## Written instruction 1
Using the discounted-reward thread, answer each question in one line:
(a) In what two orders is the reward sequence R sorted?
(b) What ordering of G, G_asc and G_dec does the asker's intuition suggest?
(c) What relation among these three values does the reply give?

=== Selected text ===

3
$\begingroup$

Let's say from time step $t$, the agent interact with the environment for $n$ steps, and gets a reward seuqence $R = (r_{t}, r_{t+1}, \cdots , r_{t+n})$

Now we respectively sort the reward sequence $R$ in both ascending order and decending order to get $R_{asc}$ and $R_{dec}$. By the definition of the cumulative discounted reward which is:

$G_{t}=r_{t}+\gamma\cdot r_{t+1}+\gamma^{2}\cdot r_{t+2}+\cdots=\sum_{k=0}^{\infty}\gamma^{k}\cdot r_{t+k}$

We compute the cumulative discounted reward of these three reward sequences $R, R_{asc}, R_{dec}$, and get $G, G_{asc}, G_{dec}$

What is the result of comparing these numbers $G, G_{asc}, G_{dec}$? Based on my understanding of the idea of discounted reward, my intuition says $G_{asc} < G < G_{dec}$. If that is the case, how do i prove this?

$\endgroup$

1 Answer 1

2
$\begingroup$

The relation is actually $$ G_{\text{asc}} \leq G \leq G_{\text{dec}} $$ Without loss of generality, we can say that the sequence $r_0, r_1, .., r_n = G_{\text{dec}}$ is already sorted in descending order.

Then we know, that $$ r_0 \geq r_1 .. \geq r_n $$ Lets look at the difference $G_{\text{dec}} - G$: $$ G_{\text{dec}} - G = r_0 - r_i + \gamma(r_1 - r_j) .. $$ Let $\delta_{kj} = (r_k - r_j)$ and lets note, that there always exists a sequence of differences of rewards, weighted by gammas: $$ \gamma^k \delta_{kj} + \gamma^j \delta_{ji} + ... + \gamma^p \delta_{pm} + \gamma^m \delta_{mk} $$ It important, that it starts with $\delta_{kj}$ and ends with $\delta_{mk}$, take note of the circular nature of the indexes!

=== Given information ===

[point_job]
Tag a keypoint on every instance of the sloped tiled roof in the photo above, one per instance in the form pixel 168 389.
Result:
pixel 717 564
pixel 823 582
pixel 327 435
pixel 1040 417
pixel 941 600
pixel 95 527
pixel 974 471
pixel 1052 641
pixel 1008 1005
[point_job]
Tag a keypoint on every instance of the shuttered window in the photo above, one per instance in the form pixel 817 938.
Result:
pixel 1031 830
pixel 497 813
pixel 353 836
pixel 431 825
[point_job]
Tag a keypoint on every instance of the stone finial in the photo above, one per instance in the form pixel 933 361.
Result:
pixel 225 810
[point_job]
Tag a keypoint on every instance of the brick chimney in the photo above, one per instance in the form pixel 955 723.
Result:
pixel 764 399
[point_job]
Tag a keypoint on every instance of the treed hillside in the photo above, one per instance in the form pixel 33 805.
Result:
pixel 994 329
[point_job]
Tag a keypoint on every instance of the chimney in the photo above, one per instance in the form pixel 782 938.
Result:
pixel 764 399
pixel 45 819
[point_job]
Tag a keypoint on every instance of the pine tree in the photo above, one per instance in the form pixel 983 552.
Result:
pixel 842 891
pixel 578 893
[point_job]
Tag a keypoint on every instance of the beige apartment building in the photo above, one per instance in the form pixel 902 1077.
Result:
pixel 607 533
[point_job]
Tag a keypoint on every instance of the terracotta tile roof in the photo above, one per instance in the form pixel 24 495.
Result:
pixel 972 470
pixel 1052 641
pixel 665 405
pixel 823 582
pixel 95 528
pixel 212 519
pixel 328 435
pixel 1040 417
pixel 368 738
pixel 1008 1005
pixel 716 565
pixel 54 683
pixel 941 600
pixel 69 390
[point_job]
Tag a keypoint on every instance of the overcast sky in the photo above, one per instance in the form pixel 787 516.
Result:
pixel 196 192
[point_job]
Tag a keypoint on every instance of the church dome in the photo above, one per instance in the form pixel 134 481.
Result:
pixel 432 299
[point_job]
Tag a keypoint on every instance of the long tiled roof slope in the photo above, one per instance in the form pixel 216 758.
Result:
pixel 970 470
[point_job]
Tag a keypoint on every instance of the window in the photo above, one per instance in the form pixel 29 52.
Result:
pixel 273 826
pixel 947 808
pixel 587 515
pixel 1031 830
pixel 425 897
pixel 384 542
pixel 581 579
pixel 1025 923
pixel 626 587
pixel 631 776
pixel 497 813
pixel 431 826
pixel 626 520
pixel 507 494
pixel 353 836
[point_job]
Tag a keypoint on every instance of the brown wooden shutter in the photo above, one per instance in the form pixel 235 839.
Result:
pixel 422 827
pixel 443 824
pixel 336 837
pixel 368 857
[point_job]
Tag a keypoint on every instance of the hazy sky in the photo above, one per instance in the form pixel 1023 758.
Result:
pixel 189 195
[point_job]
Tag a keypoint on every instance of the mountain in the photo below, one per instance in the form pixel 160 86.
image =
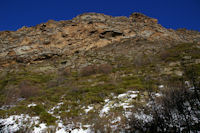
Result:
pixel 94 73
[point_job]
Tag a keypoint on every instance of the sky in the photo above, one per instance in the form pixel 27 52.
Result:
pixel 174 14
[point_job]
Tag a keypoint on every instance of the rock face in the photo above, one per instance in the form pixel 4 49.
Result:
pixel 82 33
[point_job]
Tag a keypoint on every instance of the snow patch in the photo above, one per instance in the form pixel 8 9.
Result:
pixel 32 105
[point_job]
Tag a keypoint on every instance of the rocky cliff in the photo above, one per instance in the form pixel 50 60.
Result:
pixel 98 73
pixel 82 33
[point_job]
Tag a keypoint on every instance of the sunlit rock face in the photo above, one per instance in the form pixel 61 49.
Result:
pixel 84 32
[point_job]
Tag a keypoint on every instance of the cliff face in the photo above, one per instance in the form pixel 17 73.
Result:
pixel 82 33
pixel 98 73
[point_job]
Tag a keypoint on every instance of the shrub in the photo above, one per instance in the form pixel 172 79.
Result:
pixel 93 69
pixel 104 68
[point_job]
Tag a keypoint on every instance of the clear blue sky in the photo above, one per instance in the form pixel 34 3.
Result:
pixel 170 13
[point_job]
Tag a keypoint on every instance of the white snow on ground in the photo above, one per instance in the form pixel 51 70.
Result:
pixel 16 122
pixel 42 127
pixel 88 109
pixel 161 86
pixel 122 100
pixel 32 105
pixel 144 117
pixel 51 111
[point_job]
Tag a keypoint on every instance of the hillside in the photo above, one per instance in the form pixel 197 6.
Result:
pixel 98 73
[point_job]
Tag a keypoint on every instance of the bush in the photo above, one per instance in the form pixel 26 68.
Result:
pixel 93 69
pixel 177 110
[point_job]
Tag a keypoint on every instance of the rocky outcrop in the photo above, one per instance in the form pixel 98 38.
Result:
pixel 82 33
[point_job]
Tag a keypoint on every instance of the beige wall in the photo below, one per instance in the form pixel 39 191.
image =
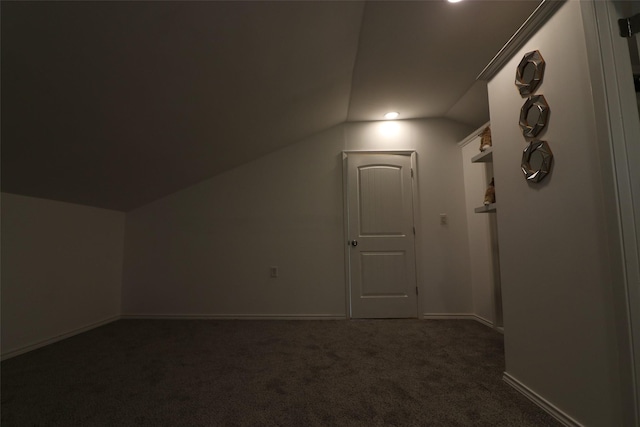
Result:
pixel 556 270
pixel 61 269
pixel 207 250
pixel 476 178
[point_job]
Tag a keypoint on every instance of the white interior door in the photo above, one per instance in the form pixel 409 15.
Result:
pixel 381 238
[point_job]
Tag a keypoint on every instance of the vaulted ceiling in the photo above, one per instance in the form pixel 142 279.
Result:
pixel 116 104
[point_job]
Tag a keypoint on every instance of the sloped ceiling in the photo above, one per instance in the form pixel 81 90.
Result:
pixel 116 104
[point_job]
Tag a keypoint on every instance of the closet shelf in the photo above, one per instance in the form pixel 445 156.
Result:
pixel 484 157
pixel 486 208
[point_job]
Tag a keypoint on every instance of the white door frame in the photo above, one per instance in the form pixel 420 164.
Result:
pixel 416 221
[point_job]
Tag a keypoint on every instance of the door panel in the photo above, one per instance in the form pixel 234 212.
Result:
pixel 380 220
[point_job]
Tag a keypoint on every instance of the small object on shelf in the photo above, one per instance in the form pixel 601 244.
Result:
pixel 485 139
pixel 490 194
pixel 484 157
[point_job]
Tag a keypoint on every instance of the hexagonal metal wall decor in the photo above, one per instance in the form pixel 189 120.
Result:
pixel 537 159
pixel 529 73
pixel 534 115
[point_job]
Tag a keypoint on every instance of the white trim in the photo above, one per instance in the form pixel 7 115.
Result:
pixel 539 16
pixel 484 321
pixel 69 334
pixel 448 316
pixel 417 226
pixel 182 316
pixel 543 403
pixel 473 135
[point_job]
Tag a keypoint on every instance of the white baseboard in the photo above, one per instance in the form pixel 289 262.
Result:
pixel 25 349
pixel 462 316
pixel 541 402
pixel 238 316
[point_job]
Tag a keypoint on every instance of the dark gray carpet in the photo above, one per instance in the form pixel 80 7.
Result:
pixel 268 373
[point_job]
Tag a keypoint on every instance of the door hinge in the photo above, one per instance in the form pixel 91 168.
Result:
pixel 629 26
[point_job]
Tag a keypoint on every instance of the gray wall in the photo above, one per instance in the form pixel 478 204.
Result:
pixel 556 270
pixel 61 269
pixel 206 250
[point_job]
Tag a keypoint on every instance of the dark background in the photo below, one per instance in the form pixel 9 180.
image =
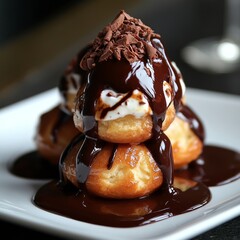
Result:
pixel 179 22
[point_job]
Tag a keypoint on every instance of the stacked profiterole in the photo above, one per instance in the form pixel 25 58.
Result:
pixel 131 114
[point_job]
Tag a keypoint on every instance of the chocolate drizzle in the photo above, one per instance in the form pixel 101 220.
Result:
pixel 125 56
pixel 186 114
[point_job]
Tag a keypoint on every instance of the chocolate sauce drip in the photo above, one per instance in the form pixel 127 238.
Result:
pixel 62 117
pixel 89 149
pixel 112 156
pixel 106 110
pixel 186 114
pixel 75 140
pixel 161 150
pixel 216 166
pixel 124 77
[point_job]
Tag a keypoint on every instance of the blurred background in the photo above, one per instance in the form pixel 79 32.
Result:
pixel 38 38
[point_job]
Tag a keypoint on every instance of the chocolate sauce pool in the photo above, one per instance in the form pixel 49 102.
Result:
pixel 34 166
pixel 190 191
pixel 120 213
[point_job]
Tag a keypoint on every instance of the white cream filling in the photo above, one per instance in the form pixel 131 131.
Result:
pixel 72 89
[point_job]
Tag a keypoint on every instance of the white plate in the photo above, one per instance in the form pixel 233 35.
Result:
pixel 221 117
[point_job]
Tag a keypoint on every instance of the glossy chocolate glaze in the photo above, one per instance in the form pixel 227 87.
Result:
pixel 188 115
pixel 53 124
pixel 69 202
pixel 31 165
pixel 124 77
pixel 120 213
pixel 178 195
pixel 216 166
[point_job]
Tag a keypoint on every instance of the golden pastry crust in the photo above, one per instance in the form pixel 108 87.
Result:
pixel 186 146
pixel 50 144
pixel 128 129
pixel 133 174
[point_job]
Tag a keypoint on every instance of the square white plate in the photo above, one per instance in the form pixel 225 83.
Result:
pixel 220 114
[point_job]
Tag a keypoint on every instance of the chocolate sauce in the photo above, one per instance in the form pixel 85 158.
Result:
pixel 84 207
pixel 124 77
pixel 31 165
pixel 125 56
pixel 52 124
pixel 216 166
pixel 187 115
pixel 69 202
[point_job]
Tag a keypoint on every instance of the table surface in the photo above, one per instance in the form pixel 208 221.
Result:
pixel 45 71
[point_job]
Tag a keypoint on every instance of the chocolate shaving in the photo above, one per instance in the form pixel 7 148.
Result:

===

## Written instruction 2
Extract every line of the listing that contains the word "plate".

## Complete answer 1
(a) Ascending order and descending order.
(b) G_asc < G < G_dec.
(c) G_asc ≤ G ≤ G_dec.

## Complete answer 2
Tag a keypoint on every instance of the white plate in the photo above, one per instance in the form pixel 233 35.
Tag a keypoint on every instance of the square white plate in the photo above, one per instance in the form pixel 225 83.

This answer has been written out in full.